■ 出典:
····················

2023年6月期にクラウドサービスが好調に推移し、想定を上回ったことから、クラウドサービス売上・経常利益とともに上方修正した。修正後の目標値は、2026年6月期にクラウドサービス売上を1,875百万円(2023年6月期比28.2%増、前回公表値から46百万円増)、経常利益を434百万円(同66.5%増、同1百万円増)としている。事業環境が好調なことに加えて、同社の製品開発の方向性も妥当なこと、クラウドサービスは利益率が高いことから、経常利益がさらに上振れて着地する可能性もあると弊社は推察する。なお、体制強化のための人材採用については、2027年6月期までに157名を採用する計画だ。

2. 具体的なトレンドと対応方針
(1) BtoBに広がるWMSニーズ
BtoB企業に広がるOMOマーケディングに対するニーズの高まりを捉え、配分方式、梱包明細、荷札、SCMラベル、シリアル出荷、トレーサビリティなど、各作業フローにおいて求められるBtoBならではの機能を模索・実装し、BtoB企業を獲得していく。これは、既存のBtoC市場での競争が激しくなっていることも背景にある。BtoC市場でシェアを確保しながら、同社の強みを生かすことができ相対的に競争度合いの緩やかな市場に進出することで、利益を確保していく考えだ。加えて、業界標準のEDI対応も模索しながら、BtoB市場での標準WMSに成長することを目指す。

BtoBに求められる機能の実装としては、顧客企業と協力しながら、BtoBの作業フローにより即した機能を作り込んでいる。同社はもともとアパレル業界のBtoB向けに事業を開始したという特性上、BtoBに適したシステムの作り込みはスムーズに進むものと推察される。BtoBでの導入事例も増加傾向にあり、一例を挙げると、「ロジザードZERO」を導入した(株)ベッドアンドマットレスは、物流倉庫の出荷能力が500%以上伸張した。

····················

■ 提供資料:
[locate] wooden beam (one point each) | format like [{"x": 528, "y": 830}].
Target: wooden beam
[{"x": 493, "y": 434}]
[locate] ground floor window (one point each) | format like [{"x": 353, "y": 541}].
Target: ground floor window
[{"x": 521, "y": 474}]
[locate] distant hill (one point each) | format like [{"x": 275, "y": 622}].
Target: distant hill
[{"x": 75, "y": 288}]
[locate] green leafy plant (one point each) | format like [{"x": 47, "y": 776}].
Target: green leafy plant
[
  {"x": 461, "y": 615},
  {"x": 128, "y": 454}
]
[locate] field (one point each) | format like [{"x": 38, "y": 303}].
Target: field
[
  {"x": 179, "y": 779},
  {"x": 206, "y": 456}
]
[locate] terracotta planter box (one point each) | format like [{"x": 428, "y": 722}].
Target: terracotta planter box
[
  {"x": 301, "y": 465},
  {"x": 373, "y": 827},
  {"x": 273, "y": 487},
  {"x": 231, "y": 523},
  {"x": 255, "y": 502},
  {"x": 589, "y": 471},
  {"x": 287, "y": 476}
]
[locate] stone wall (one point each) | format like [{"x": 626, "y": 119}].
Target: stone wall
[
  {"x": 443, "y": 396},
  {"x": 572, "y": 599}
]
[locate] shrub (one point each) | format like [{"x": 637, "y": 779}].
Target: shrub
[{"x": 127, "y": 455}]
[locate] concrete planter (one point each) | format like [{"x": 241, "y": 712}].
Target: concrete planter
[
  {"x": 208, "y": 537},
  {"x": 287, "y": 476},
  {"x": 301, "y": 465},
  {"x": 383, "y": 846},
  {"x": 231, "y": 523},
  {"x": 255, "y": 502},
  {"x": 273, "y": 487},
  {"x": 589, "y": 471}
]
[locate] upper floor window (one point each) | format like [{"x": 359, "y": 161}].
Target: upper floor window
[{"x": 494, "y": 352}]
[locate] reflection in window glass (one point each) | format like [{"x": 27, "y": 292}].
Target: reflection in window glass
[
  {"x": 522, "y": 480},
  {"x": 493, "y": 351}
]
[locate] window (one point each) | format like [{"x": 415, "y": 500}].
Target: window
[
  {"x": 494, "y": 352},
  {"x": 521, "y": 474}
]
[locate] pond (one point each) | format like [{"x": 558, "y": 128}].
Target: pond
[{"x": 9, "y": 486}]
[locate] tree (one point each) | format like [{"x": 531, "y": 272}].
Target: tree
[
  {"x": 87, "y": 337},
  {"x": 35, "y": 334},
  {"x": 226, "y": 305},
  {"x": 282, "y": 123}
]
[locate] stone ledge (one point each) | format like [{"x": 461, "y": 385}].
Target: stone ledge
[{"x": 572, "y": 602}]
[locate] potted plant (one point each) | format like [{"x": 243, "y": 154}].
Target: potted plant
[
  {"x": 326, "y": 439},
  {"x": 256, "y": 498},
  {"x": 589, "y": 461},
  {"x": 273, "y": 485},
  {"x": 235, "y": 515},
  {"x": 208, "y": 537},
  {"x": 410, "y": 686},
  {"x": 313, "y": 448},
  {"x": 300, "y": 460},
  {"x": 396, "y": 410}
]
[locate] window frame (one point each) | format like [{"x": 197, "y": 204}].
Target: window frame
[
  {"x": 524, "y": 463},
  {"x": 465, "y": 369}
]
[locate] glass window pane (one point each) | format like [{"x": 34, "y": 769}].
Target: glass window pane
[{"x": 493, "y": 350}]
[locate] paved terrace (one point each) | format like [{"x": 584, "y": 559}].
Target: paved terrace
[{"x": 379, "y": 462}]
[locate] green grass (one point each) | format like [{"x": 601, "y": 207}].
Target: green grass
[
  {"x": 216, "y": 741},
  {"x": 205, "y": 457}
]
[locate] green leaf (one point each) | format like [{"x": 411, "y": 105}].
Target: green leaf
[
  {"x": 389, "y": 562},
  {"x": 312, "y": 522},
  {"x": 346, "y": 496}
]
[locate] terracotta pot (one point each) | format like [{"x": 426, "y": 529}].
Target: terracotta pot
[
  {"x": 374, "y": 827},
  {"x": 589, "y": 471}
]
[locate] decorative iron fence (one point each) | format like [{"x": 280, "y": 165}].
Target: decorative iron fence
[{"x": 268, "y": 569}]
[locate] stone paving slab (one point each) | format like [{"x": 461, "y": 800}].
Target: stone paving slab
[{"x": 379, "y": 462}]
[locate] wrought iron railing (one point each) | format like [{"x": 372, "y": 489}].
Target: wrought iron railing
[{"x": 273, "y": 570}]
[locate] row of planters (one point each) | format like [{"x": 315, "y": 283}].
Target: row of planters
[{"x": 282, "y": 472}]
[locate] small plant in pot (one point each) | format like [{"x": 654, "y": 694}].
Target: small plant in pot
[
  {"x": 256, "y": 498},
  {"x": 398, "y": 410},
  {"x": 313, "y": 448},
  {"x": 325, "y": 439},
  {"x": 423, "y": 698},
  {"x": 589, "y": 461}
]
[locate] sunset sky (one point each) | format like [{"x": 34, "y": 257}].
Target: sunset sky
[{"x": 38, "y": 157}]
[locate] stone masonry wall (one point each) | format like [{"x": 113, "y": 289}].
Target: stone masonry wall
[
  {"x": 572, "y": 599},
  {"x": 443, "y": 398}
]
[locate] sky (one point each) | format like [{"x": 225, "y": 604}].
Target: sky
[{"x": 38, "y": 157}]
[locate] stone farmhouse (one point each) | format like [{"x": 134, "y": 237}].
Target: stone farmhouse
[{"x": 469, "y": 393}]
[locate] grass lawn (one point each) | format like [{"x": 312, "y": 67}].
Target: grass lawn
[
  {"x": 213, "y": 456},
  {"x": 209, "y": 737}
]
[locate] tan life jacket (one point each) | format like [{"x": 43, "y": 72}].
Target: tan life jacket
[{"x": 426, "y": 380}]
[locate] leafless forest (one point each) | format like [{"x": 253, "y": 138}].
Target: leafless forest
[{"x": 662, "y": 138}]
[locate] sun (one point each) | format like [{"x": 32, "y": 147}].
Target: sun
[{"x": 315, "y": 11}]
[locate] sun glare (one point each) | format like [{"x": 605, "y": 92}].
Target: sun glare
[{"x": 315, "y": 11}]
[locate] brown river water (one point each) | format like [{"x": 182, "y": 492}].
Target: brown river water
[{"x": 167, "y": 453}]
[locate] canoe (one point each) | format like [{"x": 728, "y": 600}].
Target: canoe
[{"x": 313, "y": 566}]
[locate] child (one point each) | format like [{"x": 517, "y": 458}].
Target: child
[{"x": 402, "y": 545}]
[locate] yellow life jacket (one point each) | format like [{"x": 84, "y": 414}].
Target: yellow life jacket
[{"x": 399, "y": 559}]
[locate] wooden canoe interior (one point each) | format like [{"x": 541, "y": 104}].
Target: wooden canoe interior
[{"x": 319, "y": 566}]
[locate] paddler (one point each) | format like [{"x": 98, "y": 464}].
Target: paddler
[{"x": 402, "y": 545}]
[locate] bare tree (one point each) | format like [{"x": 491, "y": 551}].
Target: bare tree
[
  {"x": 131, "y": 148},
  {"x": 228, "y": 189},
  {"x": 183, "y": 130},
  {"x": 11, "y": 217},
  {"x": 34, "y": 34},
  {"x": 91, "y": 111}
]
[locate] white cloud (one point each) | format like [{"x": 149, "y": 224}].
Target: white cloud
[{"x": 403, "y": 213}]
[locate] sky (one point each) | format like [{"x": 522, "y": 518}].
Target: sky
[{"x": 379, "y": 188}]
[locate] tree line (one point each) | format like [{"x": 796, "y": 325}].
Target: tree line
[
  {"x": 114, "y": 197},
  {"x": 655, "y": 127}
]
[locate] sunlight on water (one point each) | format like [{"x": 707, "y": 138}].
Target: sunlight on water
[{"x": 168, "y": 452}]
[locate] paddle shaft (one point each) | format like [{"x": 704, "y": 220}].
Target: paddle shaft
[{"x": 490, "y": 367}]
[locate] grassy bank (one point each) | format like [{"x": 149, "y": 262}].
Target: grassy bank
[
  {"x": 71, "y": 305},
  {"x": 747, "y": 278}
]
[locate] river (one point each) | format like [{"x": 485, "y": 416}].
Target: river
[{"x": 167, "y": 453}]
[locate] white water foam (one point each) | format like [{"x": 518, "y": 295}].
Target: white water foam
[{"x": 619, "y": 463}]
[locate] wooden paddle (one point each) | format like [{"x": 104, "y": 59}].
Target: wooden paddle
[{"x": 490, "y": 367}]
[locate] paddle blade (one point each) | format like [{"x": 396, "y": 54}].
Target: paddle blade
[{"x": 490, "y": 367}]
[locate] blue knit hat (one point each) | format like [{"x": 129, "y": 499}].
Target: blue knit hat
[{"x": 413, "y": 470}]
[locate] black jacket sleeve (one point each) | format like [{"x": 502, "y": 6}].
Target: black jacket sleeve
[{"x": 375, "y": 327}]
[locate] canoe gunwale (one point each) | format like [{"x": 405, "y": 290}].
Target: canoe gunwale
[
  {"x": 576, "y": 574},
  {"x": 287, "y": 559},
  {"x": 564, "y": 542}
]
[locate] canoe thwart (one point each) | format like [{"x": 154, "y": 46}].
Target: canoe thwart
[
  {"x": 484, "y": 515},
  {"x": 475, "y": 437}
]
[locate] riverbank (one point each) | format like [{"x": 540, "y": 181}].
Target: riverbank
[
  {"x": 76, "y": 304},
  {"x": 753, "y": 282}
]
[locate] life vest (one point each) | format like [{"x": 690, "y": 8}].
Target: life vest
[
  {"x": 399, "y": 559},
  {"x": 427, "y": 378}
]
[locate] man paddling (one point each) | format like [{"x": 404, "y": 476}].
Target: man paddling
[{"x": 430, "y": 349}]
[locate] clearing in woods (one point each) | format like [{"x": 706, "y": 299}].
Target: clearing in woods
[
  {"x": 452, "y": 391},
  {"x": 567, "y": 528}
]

····················

■ 課題 1:
出典にある「なお、体制強化のための人材採用については、2027年6月期までに157名を採用する計画だ。」という文を英語に訳してください。
■ 課題 2:
出典のうち、「2023年6月期にクラウドサ」を含む言葉で始まり「MSに成長することを目指す。」で終わる部分を、一字も変えずに書き写してください。

■ 解答 1:
As for hiring to strengthen its organization, the plan is to hire 157 people by the fiscal year ending June 2027.

■ 解答 2:
2023年6月期にクラウドサービスが好調に推移し、想定を上回ったことから、クラウドサービス売上・経常利益とともに上方修正した。修正後の目標値は、2026年6月期にクラウドサービス売上を1,875百万円(2023年6月期比28.2%増、前回公表値から46百万円増)、経常利益を434百万円(同66.5%増、同1百万円増)としている。事業環境が好調なことに加えて、同社の製品開発の方向性も妥当なこと、クラウドサービスは利益率が高いことから、経常利益がさらに上振れて着地する可能性もあると弊社は推察する。なお、体制強化のための人材採用については、2027年6月期までに157名を採用する計画だ。

2. 具体的なトレンドと対応方針
(1) BtoBに広がるWMSニーズ
BtoB企業に広がるOMOマーケディングに対するニーズの高まりを捉え、配分方式、梱包明細、荷札、SCMラベル、シリアル出荷、トレーサビリティなど、各作業フローにおいて求められるBtoBならではの機能を模索・実装し、BtoB企業を獲得していく。これは、既存のBtoC市場での競争が激しくなっていることも背景にある。BtoC市場でシェアを確保しながら、同社の強みを生かすことができ相対的に競争度合いの緩やかな市場に進出することで、利益を確保していく考えだ。加えて、業界標準のEDI対応も模索しながら、BtoB市場での標準WMSに成長することを目指す。